Source extract

◆ ◆ ◆ ◆

Being a first-generation Ayurvedic doctor with no family legacy, no glamorous clinic, and no ancestral name to back me is hard.
But you know what’s harder?
→ Watching someone with hypothyroidism take thyroid pills for 10 years straight without ever being told why their body stopped functioning naturally in the first place.
→ Seeing young women with severe hair fall invest in 10+ chemical shampoos and serums
— But never address their gut health, sleep, or mental stress.
→ Getting tagged in posts that say “Take ashwagandha for thyroid” like it’s a magical fix
— without any personalization, prakriti analysis, or food correction.
→ Hearing “My TSH is normal, but I still feel tired, bloated, and hair is falling like crazy” — and knowing they’re trapped in symptom management, not root healing.
→ Watching influencers do “hair care routines” with exotic oils, while skipping breakfast, sleeping past midnight, and surviving on coffee and salads.
→ People thinking a hair pack will solve chronic hair fall when the root issue is a sluggish liver, low iron, or unprocessed emotional stress.

◆ ◆ ◆ ◆

Records supplied
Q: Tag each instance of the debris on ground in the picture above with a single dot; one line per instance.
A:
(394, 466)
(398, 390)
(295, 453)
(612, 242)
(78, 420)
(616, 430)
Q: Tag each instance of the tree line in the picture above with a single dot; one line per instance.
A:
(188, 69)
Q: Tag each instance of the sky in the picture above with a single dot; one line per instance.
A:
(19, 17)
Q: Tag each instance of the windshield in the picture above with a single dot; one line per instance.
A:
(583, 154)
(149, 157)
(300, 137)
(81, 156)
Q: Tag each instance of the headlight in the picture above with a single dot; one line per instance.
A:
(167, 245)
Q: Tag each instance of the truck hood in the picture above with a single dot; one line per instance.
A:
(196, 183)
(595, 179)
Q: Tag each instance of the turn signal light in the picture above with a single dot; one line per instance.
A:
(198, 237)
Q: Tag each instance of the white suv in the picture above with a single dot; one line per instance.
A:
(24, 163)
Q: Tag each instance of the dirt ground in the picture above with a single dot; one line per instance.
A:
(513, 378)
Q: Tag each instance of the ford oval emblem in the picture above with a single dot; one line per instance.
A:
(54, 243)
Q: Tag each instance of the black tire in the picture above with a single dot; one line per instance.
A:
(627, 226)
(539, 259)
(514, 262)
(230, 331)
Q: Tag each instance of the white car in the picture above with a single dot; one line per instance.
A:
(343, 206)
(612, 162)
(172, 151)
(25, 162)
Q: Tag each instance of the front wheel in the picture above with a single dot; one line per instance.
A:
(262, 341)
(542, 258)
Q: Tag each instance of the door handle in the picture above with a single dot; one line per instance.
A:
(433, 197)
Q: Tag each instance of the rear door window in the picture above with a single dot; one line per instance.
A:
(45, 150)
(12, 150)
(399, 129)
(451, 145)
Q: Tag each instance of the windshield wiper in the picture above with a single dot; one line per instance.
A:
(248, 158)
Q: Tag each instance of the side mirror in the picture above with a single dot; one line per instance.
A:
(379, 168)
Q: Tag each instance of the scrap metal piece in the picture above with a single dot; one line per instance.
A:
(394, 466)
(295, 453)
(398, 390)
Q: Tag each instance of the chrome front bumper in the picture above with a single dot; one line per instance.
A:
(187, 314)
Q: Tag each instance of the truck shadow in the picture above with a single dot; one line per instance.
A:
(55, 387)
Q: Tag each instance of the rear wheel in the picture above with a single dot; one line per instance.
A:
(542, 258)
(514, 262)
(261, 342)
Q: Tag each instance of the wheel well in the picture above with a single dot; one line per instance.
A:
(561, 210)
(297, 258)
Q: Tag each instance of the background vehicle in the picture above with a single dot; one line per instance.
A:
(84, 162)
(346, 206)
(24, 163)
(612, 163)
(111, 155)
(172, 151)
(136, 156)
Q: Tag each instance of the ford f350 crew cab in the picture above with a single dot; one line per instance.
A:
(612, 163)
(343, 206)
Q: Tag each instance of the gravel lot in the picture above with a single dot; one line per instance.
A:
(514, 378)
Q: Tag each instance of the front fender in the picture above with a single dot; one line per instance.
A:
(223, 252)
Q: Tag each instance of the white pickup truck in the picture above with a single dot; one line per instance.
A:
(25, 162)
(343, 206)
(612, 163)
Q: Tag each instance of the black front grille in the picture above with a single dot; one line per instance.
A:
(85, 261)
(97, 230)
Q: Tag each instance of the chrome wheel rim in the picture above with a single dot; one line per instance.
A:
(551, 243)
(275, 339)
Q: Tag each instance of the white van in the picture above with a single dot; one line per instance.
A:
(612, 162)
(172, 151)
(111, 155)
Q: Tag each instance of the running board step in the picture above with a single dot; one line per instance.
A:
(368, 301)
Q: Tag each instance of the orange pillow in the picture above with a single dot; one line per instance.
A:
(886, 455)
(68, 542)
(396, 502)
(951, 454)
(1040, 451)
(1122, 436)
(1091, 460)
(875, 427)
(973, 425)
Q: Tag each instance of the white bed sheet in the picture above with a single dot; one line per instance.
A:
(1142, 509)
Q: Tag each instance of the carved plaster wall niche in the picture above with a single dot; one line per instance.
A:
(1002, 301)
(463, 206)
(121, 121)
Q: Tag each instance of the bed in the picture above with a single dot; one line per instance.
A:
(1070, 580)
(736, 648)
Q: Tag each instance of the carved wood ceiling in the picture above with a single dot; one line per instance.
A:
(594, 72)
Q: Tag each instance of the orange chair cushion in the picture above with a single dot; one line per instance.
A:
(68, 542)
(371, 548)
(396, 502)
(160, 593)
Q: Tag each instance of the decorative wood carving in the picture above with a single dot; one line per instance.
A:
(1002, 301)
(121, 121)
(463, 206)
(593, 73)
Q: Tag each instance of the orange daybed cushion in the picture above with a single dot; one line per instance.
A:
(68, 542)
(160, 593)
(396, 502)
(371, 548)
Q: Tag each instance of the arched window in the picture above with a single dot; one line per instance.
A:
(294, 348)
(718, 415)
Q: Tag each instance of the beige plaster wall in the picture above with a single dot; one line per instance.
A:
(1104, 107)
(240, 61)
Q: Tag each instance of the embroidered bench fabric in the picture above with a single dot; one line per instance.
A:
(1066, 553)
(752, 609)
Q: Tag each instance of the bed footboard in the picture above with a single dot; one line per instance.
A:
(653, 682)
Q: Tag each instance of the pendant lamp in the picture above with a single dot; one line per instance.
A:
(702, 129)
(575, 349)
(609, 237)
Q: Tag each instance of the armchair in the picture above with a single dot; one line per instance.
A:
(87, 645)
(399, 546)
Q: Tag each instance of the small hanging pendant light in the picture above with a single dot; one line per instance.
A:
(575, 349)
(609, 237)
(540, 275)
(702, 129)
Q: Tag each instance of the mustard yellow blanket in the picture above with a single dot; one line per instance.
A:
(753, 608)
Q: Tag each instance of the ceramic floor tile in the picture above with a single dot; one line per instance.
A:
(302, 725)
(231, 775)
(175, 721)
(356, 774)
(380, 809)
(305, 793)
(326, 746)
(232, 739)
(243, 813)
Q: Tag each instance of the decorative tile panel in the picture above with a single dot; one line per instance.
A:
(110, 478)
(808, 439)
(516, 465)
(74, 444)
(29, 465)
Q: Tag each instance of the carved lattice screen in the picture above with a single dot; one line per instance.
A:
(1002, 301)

◆ ◆ ◆ ◆

Exercise A
Name every root issue behind chronic hair fall that the Ayurveda post gives.
Exercise B
According to the Ayurveda post, for how long has the person with hypothyroidism been taking thyroid pills?
Exercise C
Repeat the Ayurveda post word for word between "But you know" and "not root healing.", inclusive.
You will not need the records for any of this.

Worked solution A
A sluggish liver, low iron, and unprocessed emotional stress.

Worked solution B
For 10 years straight.

Worked solution C
But you know what’s harder?
→ Watching someone with hypothyroidism take thyroid pills for 10 years straight without ever being told why their body stopped functioning naturally in the first place.
→ Seeing young women with severe hair fall invest in 10+ chemical shampoos and serums
— But never address their gut health, sleep, or mental stress.
→ Getting tagged in posts that say “Take ashwagandha for thyroid” like it’s a magical fix
— without any personalization, prakriti analysis, or food correction.
→ Hearing “My TSH is normal, but I still feel tired, bloated, and hair is falling like crazy” — and knowing they’re trapped in symptom management, not root healing.